### WHAT IS REQUIRED:
Copy the lines below, word for word, from the first through the line containing "<point>873,626</point>". Leave the pictures out.

[Dataset entries]

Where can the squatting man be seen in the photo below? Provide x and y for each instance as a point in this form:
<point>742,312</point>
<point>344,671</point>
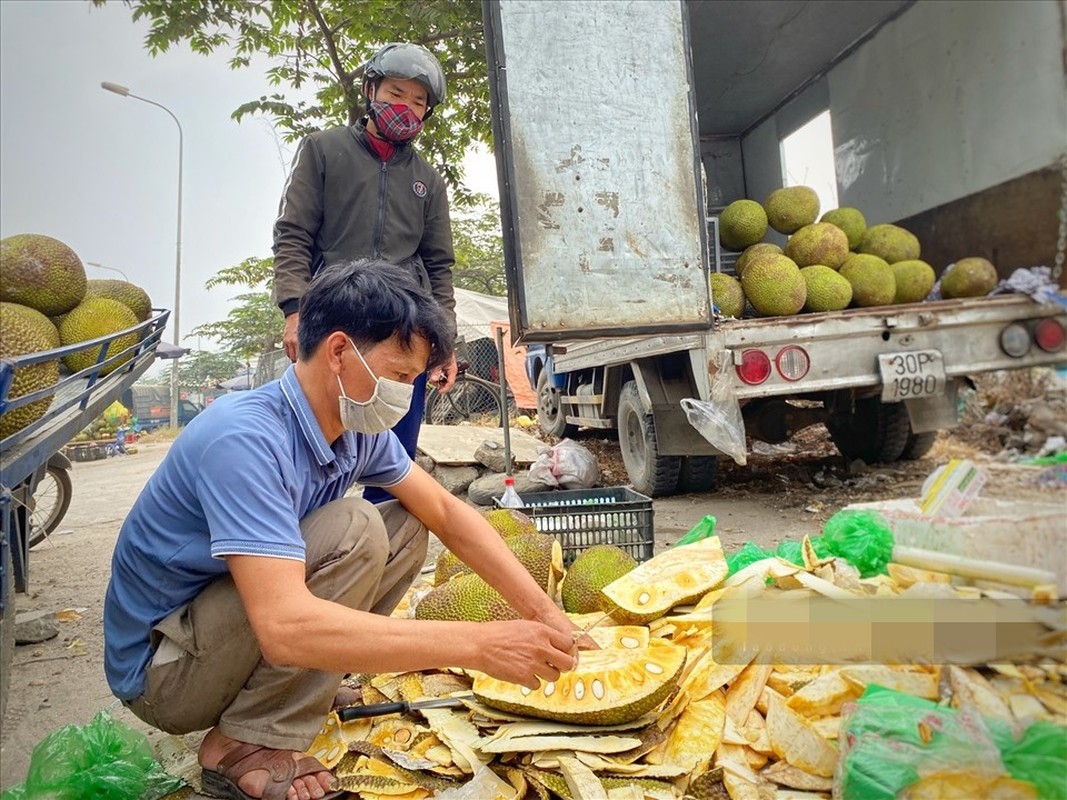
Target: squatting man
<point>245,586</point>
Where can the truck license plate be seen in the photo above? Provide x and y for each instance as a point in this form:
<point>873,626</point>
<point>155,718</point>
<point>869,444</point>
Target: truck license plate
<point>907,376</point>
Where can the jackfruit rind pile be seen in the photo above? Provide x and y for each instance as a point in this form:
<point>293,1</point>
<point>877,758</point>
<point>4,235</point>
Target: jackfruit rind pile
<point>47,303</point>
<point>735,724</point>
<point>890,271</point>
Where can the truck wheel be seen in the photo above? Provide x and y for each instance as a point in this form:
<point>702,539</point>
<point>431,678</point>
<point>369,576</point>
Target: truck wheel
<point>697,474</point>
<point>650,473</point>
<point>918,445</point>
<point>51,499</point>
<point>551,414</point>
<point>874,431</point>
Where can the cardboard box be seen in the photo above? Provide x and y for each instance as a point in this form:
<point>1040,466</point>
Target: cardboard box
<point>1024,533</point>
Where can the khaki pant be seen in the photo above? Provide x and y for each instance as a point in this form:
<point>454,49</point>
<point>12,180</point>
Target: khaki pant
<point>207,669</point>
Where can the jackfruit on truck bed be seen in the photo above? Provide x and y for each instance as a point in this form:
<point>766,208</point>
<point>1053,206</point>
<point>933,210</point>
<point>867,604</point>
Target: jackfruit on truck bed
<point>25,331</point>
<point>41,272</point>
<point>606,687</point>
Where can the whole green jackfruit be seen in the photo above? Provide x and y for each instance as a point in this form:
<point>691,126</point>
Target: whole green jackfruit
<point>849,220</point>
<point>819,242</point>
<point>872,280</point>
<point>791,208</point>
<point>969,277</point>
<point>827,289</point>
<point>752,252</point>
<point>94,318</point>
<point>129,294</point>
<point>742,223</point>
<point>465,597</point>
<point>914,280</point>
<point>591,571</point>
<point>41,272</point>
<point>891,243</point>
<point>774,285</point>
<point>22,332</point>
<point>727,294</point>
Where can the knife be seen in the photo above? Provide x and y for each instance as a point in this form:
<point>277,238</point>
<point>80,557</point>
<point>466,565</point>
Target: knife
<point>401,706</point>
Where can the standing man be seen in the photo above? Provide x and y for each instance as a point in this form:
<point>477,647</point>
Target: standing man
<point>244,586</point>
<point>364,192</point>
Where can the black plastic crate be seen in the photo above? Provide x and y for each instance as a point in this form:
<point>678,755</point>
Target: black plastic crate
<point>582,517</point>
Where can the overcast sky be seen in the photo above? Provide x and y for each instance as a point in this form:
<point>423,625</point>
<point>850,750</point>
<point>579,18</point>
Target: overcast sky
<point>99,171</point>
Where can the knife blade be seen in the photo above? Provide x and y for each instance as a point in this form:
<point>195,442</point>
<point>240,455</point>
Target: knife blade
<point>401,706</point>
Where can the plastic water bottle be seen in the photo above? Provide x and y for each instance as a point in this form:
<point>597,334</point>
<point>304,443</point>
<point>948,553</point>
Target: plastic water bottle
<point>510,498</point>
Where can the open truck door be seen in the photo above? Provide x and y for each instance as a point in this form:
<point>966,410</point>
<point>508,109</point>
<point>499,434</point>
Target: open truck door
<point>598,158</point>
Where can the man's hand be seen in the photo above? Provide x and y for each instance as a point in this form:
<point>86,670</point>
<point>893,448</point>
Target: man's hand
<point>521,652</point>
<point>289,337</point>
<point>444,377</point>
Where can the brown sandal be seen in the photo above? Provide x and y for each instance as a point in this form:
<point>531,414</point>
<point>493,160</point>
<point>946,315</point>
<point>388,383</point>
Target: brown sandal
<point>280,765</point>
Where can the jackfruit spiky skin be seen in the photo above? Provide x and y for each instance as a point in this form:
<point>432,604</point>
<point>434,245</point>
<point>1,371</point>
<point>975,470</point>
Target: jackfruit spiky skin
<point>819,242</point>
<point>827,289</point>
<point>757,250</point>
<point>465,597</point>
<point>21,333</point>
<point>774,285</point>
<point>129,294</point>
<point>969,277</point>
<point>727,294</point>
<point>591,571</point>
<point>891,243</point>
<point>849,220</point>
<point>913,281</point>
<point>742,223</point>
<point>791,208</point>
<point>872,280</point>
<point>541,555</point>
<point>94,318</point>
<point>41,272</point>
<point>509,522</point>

### ANSWER SECTION:
Where can the squatting man be seen in the photo below? Provide x and y for each instance as a point in this form:
<point>742,312</point>
<point>344,671</point>
Target: squatting man
<point>245,586</point>
Where can the truck license plate be seen in the photo above? Provide x and y for each instance as a point in this form:
<point>873,626</point>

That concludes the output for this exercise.